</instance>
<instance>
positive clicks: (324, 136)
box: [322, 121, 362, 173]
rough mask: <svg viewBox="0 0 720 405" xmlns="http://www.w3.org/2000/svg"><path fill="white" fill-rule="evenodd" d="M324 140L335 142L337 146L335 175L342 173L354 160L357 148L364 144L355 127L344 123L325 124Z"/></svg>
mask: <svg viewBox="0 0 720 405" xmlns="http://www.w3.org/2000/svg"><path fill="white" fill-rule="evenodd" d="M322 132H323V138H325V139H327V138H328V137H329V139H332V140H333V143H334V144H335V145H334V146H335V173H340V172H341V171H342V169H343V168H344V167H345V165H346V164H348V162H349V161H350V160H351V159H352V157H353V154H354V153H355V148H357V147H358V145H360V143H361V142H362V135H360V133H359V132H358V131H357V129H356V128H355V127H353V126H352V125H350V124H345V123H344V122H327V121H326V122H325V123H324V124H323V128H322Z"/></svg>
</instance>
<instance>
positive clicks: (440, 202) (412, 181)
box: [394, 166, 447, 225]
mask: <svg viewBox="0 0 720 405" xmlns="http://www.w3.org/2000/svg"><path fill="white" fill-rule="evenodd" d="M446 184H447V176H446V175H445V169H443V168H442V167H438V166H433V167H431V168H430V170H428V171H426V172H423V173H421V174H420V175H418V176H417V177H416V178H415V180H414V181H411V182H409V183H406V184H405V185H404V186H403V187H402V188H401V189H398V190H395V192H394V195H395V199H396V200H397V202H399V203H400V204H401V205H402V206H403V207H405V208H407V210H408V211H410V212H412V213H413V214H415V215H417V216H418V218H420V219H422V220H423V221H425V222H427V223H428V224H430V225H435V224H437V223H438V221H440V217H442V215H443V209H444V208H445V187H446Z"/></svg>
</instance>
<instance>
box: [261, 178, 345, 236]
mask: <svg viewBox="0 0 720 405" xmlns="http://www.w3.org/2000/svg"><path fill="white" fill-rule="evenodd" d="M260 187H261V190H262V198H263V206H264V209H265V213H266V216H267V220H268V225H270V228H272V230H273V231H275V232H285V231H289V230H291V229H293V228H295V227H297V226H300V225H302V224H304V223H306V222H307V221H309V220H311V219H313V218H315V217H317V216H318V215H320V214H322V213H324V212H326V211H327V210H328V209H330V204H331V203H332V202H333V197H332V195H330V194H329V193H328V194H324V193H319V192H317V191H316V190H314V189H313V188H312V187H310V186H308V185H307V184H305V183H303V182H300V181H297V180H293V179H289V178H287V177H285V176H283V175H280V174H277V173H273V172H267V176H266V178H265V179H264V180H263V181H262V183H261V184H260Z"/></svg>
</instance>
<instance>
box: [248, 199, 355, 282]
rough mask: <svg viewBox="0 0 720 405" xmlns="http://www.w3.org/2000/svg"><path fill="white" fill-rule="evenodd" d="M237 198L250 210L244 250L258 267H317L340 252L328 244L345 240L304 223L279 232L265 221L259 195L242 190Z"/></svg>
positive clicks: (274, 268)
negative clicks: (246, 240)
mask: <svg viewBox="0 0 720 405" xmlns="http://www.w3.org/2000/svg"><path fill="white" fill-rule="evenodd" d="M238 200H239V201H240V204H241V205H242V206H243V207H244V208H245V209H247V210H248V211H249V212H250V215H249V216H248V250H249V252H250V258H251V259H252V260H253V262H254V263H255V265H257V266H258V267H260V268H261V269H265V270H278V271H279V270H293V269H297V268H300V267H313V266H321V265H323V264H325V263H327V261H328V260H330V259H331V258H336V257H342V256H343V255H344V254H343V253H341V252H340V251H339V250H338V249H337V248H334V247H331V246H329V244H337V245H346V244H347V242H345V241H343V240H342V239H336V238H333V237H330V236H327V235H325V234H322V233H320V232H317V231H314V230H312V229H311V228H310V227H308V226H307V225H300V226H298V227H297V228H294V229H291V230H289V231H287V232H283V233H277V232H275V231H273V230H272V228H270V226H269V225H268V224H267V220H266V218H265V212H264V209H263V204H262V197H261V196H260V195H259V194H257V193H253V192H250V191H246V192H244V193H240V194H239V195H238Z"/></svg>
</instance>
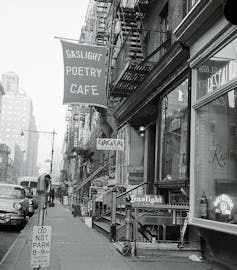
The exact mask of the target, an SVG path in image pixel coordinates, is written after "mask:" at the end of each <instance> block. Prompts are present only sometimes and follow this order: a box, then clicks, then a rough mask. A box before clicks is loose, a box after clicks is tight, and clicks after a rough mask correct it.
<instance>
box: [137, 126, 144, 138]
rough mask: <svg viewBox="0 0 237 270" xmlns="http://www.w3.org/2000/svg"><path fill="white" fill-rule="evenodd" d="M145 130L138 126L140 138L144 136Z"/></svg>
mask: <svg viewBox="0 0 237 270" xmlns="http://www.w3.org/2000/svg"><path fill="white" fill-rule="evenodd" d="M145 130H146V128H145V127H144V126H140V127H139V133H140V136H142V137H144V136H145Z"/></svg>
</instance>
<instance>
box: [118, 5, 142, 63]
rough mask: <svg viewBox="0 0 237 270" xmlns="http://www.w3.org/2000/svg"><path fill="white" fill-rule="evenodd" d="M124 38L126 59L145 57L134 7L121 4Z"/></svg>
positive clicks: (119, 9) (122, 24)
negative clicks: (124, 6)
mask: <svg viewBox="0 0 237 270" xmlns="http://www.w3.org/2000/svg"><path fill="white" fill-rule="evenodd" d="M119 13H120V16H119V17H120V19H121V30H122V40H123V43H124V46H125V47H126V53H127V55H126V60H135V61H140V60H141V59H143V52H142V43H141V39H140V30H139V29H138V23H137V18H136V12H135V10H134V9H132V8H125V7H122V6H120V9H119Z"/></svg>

————

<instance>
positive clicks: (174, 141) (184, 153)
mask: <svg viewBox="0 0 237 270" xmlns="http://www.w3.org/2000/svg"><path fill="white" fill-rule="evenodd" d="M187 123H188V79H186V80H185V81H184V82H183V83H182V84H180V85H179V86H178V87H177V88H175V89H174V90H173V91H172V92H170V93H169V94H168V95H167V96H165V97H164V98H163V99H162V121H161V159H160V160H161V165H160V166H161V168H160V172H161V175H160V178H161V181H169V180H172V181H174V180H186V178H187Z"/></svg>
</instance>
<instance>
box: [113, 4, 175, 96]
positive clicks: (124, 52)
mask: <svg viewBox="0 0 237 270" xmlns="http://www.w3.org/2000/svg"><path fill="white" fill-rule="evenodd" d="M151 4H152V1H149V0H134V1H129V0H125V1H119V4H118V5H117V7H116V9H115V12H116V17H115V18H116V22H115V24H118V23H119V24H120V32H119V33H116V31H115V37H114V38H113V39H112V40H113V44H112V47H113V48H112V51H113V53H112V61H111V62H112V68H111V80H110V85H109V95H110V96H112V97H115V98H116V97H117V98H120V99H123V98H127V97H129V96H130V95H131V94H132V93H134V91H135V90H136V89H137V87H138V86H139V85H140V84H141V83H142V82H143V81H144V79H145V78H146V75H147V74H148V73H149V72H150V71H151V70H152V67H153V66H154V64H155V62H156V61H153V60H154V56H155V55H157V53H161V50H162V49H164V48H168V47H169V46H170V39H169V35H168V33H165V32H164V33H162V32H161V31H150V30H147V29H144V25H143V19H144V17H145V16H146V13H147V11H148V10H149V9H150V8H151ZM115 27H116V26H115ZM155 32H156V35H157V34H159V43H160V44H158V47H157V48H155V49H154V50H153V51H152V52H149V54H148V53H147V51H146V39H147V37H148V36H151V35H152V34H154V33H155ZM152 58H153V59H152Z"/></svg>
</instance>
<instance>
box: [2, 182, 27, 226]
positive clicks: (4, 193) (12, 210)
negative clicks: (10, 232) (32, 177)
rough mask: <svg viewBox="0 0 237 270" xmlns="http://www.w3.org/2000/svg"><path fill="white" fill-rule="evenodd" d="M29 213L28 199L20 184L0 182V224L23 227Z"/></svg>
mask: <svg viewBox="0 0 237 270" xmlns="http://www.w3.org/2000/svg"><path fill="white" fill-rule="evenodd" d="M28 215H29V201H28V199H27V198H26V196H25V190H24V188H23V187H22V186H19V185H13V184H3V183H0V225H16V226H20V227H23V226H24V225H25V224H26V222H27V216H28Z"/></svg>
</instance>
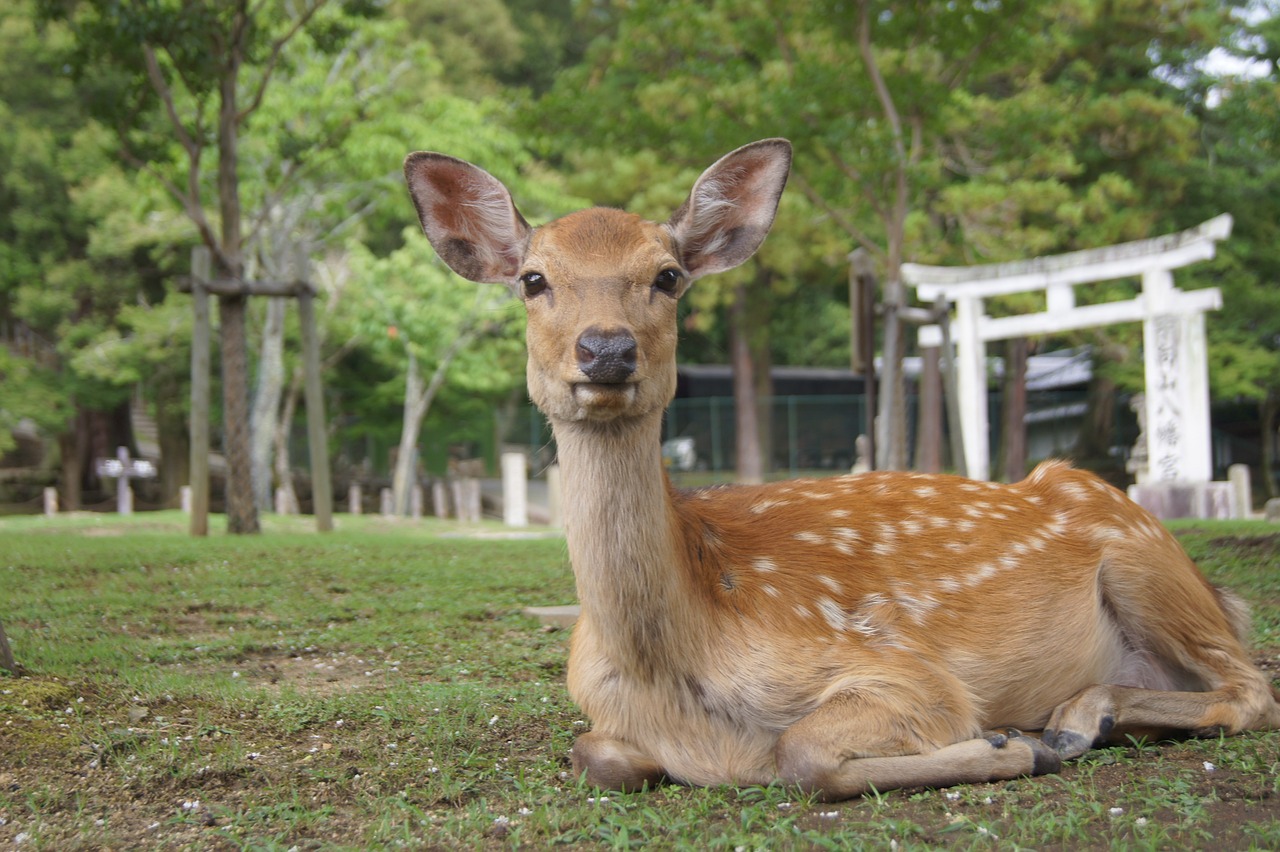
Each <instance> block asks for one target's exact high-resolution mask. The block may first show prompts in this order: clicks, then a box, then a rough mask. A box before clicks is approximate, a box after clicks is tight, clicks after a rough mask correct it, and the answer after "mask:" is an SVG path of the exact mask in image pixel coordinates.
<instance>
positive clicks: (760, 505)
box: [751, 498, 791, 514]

————

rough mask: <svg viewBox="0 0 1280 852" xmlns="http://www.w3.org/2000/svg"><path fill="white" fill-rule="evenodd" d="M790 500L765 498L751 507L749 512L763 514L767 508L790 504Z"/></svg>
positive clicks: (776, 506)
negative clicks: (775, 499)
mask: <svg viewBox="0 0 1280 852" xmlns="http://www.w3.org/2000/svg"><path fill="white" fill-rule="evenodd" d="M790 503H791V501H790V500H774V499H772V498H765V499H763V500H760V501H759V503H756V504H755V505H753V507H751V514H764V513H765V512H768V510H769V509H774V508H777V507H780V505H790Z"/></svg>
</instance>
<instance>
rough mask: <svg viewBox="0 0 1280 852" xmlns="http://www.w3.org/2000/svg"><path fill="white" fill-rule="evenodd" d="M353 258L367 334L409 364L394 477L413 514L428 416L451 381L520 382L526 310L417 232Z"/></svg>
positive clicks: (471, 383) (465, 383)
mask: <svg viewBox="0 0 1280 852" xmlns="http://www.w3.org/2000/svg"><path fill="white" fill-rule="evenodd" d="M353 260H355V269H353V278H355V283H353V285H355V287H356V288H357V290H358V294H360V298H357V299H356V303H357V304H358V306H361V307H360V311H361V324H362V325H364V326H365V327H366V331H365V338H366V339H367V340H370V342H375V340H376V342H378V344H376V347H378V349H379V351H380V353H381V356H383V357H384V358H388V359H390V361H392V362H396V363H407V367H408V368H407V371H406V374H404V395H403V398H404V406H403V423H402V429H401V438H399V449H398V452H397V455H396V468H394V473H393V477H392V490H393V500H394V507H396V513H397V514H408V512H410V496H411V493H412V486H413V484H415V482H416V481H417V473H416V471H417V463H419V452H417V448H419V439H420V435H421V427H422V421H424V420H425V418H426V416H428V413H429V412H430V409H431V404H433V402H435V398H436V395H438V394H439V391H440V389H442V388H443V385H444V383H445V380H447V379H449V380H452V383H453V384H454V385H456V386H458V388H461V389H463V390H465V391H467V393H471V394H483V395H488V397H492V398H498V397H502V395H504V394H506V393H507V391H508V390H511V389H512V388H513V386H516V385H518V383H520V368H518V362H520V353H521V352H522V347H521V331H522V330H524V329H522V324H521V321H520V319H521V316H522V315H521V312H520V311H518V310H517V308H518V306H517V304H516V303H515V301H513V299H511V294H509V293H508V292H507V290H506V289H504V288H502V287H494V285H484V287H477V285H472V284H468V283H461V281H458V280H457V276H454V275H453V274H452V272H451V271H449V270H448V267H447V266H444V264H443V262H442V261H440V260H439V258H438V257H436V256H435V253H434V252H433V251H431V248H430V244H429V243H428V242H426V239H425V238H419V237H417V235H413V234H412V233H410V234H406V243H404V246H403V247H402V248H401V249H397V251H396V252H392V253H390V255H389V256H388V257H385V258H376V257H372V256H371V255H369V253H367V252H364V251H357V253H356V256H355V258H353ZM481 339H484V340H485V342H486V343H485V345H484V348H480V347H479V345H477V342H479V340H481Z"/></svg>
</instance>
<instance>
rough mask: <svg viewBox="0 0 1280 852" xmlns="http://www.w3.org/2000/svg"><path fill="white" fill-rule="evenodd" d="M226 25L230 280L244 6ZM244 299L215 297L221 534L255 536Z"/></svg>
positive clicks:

————

▸ **ASSIGNED TASK**
Pull out every line of the entries above that contains the string "positive", and copy each one in full.

▸ **ANSWER TO THE PROBLEM**
positive clicks: (324, 136)
positive clicks: (440, 202) (412, 181)
positive clicks: (274, 268)
positive clicks: (119, 9) (122, 24)
positive clicks: (174, 141) (184, 153)
positive clicks: (124, 52)
positive clicks: (4, 193) (12, 210)
positive clicks: (760, 505)
positive clicks: (776, 506)
positive clicks: (471, 383) (465, 383)
positive clicks:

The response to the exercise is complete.